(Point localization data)

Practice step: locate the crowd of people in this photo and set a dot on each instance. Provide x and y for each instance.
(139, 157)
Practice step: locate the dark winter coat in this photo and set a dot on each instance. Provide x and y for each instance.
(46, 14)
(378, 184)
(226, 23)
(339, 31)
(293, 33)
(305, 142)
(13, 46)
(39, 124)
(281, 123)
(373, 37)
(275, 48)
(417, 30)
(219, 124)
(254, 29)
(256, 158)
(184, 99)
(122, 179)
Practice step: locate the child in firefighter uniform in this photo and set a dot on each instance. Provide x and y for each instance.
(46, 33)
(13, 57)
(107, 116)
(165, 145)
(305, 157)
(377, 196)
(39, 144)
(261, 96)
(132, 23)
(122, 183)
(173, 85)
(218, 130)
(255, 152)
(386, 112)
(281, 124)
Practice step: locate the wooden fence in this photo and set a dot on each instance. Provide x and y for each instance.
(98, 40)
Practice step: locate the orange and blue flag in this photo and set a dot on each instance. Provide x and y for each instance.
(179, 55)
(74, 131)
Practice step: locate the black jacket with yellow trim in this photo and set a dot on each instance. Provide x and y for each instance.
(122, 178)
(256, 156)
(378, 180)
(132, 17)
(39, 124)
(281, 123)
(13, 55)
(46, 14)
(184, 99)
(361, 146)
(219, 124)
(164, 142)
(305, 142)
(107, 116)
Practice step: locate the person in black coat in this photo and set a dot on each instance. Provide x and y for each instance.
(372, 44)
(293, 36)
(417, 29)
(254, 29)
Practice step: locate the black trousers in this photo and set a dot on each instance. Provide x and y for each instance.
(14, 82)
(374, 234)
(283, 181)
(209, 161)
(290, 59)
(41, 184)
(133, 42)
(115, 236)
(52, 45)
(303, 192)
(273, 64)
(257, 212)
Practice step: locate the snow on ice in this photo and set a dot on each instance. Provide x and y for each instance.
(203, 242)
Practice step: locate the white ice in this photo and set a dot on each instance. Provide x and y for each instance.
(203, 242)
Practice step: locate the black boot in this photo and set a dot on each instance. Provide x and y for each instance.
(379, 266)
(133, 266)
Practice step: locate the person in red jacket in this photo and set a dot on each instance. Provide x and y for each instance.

Work instruction ->
Exactly the lines from the one containing "Practice step: locate the snow" through the end of the records should be reproduced, and no others.

Exercise output ->
Practice step: locate the snow on ice in this photo and set a dot on each instance. Provide x and y for each instance.
(203, 242)
Practice step: locate the white ice in this photo and set a dot on each instance. Provide x and y for each instance.
(203, 242)
Practice step: locate the black boot in this photo and set a dot on each instance. Provide x and y for each instance.
(379, 266)
(133, 266)
Practice step: locate the person in red jacket in this photo and set a dot on each instance. Provide x and y for each instance.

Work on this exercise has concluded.